● WHAT YOU SHOULD DO:
Translate this sentence from the streaming proxy text into Spanish: "Reconnecting to the same provider may return a different response, creating an inconsistent experience."

High-Availability Streaming Proxy

Streaming LLM responses directly from providers works for prototypes, but production systems face compounding reliability challenges at scale. Each client connection is a long-lived HTTP stream, vulnerable to network interruptions, provider-side timeouts, and rate limit rejections. At peak traffic, a cloud services provider observed 5-10% failure rates on direct connections — each failure breaks the user’s real-time streaming experience and requires a full page reload or manual retry.

The problem is amplified by the nature of streaming: unlike request-response calls, a failed stream means the user has already seen partial output. Reconnecting to the same provider may return a different response, creating an inconsistent experience. Without connection management, each request opens a new TCP connection, adding latency and exhausting connection limits.

A high-availability streaming proxy solves these problems by sitting between clients and providers, managing connection lifecycle, monitoring provider health, and transparently failing over to backup providers when the primary degrades.

Solution Architecture

Beluga AI’s streaming pattern (iter.Seq2[schema.StreamChunk, error]) provides a composable foundation for building proxy layers. The streaming proxy implements connection pooling to amortize TCP setup costs, health monitoring to detect degraded providers before they affect users, and automatic failover to route traffic to healthy providers without client-side changes.

● RECORDS SHOWN:
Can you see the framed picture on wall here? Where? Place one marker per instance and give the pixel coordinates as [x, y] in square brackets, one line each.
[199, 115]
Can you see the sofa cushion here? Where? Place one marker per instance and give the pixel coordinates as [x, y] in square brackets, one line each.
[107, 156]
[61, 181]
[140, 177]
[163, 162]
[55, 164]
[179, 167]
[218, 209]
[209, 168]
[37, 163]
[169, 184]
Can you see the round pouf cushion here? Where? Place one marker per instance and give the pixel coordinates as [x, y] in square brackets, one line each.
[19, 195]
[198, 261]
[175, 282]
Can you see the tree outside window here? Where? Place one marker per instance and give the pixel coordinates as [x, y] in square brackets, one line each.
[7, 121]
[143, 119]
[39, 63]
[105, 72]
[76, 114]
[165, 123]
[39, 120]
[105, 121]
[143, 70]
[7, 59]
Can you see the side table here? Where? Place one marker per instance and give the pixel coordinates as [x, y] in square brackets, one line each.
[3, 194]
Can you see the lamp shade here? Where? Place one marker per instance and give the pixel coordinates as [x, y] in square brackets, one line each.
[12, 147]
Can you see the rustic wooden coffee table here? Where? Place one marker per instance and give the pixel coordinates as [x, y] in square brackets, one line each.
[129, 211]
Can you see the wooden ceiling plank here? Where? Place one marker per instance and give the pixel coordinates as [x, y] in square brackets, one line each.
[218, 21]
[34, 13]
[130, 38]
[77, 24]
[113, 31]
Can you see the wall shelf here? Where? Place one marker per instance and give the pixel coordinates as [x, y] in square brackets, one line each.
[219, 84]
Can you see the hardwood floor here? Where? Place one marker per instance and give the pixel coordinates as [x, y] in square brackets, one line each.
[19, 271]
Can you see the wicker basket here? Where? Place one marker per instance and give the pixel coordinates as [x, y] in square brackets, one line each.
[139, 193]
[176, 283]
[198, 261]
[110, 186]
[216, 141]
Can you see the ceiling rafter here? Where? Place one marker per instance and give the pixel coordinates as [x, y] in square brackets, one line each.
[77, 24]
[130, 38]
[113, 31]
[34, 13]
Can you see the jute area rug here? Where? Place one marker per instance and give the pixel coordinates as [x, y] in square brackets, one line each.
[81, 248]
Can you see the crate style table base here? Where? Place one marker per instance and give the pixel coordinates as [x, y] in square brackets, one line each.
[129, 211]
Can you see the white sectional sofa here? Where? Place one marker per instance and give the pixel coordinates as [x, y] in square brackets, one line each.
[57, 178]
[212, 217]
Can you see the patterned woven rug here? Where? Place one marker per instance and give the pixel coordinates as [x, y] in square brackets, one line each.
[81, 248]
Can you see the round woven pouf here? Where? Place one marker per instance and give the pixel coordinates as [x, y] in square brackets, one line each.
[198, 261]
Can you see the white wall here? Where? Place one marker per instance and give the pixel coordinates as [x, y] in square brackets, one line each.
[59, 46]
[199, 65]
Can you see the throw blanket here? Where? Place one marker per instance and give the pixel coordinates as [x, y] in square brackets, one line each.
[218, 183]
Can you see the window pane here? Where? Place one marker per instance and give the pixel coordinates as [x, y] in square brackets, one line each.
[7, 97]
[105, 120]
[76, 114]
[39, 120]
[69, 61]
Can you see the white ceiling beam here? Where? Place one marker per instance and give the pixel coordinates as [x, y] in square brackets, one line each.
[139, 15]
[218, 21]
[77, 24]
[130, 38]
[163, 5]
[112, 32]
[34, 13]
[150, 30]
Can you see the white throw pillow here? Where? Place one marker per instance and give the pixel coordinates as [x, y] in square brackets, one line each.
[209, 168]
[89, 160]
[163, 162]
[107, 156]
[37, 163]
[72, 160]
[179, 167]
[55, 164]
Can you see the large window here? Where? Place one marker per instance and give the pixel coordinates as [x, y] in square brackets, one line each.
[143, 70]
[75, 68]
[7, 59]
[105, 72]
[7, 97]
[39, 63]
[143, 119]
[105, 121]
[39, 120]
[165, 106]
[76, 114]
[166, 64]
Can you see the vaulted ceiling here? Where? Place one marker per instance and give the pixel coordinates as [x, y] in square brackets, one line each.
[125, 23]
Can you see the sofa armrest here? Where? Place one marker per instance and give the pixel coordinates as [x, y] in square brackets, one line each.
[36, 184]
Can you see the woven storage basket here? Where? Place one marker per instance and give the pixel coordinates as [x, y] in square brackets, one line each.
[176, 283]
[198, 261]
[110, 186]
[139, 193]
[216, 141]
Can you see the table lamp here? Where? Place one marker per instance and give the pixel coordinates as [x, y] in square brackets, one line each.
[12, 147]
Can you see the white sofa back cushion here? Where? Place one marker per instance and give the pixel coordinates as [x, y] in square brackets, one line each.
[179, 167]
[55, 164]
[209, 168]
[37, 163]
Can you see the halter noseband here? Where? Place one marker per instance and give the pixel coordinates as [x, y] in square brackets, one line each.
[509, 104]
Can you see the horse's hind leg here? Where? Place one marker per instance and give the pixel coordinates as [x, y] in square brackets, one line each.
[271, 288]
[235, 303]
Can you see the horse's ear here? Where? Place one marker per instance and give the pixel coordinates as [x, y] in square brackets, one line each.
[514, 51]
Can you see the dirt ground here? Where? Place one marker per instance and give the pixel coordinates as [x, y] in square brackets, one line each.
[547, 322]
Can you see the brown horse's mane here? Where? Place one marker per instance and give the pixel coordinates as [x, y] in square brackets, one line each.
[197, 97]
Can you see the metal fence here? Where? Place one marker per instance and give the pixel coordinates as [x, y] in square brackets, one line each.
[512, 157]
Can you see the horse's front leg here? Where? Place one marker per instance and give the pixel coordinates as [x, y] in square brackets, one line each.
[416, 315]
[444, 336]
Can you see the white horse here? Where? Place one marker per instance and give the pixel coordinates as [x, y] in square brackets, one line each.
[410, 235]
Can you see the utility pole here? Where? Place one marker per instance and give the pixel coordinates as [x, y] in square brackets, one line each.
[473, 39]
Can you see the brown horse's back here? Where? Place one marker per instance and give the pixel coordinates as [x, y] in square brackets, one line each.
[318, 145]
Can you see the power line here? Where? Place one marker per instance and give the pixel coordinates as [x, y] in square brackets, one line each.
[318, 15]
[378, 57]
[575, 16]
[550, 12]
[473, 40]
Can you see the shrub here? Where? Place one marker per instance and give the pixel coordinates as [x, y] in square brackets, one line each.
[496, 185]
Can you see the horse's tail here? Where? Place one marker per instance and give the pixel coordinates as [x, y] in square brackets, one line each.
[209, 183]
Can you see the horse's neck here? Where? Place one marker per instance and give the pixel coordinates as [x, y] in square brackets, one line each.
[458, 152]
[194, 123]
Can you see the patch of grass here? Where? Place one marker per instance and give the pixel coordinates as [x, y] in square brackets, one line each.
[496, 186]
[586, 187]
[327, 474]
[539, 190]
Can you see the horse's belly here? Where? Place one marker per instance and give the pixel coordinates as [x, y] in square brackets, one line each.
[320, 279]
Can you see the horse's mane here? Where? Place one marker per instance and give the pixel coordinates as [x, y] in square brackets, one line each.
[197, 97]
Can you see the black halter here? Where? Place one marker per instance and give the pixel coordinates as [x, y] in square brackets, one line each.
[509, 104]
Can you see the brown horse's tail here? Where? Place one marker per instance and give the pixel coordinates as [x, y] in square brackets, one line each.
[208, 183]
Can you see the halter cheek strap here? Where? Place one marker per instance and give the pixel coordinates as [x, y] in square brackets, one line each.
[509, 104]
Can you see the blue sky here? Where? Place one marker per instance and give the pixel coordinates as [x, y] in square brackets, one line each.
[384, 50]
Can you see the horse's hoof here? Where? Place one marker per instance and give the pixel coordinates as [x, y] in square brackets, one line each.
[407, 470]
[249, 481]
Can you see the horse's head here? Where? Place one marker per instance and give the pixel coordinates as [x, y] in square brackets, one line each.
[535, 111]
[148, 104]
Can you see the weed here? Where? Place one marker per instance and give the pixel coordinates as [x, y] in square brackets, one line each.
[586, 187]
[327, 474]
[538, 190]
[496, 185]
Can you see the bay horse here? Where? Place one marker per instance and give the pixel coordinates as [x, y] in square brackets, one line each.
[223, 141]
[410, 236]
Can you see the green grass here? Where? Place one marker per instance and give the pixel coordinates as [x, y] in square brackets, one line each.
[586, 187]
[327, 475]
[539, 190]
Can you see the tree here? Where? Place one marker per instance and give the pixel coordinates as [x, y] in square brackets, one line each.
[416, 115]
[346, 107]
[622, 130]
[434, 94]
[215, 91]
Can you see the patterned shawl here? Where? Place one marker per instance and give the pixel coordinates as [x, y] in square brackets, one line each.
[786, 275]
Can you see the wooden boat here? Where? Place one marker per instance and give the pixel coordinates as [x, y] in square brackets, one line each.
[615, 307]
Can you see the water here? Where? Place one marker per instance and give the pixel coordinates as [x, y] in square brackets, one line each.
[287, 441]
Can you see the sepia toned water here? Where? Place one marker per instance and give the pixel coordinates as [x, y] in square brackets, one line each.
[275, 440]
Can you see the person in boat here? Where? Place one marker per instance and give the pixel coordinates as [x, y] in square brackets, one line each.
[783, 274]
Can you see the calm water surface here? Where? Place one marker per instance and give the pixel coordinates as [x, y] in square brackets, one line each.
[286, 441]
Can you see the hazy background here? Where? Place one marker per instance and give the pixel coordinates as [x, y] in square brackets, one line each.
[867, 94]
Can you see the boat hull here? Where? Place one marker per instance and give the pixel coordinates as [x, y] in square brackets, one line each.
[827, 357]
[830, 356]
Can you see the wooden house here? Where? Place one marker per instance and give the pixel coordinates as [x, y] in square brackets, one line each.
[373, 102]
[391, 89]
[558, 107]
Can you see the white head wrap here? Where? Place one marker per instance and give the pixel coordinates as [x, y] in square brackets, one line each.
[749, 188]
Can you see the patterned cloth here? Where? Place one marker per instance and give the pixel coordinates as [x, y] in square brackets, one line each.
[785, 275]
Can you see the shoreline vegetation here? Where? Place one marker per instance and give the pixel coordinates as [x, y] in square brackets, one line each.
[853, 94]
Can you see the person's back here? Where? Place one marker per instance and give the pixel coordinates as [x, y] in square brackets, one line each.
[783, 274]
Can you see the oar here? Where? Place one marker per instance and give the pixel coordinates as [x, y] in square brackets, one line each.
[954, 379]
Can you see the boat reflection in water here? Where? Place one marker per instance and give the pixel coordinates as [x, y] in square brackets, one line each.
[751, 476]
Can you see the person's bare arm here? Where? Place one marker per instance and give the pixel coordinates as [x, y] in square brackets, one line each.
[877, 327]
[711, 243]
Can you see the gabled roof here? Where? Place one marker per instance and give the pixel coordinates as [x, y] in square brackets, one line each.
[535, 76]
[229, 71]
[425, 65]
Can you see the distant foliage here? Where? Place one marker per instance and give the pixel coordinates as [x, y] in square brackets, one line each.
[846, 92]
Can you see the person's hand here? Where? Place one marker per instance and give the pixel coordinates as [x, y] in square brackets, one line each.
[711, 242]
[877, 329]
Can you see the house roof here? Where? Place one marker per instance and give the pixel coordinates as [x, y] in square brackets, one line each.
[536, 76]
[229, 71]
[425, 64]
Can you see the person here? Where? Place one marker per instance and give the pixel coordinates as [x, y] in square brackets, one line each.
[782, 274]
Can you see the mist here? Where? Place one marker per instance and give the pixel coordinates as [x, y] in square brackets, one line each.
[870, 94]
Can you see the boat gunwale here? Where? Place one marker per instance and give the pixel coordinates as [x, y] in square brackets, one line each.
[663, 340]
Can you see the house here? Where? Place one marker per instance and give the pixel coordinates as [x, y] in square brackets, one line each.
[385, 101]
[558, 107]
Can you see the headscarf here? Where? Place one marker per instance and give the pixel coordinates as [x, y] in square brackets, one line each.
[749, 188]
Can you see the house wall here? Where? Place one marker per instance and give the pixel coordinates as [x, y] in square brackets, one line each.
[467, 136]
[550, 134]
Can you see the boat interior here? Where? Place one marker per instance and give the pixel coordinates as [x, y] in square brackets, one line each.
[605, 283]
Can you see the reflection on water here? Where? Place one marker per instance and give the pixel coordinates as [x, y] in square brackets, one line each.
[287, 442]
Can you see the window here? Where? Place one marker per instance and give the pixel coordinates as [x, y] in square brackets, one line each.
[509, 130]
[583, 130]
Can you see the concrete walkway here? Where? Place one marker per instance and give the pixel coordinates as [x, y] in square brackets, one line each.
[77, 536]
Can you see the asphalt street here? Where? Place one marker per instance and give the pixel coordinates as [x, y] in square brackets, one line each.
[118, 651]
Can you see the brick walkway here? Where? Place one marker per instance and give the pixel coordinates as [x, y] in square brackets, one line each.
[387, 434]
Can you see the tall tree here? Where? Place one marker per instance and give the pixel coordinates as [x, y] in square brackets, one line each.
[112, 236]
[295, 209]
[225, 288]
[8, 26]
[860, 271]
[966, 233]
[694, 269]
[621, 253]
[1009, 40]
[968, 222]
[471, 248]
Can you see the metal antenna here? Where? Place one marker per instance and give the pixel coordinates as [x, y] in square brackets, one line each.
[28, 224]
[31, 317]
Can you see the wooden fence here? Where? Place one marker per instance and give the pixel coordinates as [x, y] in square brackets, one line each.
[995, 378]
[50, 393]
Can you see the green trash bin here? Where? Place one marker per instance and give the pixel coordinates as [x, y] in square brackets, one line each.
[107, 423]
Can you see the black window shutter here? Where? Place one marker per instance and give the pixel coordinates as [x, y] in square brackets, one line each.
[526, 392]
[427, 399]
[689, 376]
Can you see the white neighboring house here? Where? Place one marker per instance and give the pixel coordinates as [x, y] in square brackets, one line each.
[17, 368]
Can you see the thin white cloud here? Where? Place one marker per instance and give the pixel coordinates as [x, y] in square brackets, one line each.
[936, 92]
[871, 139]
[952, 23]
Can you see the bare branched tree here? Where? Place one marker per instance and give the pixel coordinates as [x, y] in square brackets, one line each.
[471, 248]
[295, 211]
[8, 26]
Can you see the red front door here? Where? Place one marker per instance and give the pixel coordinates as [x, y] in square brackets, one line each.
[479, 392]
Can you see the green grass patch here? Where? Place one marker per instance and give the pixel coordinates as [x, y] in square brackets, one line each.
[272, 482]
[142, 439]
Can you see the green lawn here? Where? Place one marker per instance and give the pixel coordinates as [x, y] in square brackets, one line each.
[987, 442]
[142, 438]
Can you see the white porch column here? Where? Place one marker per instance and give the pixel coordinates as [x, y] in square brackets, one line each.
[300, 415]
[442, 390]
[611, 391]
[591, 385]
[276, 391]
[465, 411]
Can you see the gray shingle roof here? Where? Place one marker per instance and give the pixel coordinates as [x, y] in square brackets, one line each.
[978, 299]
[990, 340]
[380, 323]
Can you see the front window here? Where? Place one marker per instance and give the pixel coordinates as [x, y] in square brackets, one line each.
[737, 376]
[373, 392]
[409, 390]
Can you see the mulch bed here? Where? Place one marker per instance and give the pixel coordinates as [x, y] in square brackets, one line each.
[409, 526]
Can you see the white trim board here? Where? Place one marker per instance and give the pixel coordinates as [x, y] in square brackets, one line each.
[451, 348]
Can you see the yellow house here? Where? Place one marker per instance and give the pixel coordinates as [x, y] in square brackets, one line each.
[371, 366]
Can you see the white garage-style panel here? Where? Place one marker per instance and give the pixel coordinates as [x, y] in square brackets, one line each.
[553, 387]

● OUTPUT BELOW:
Volver a conectarse al mismo proveedor puede devolver una respuesta distinta, lo que genera una experiencia incoherente.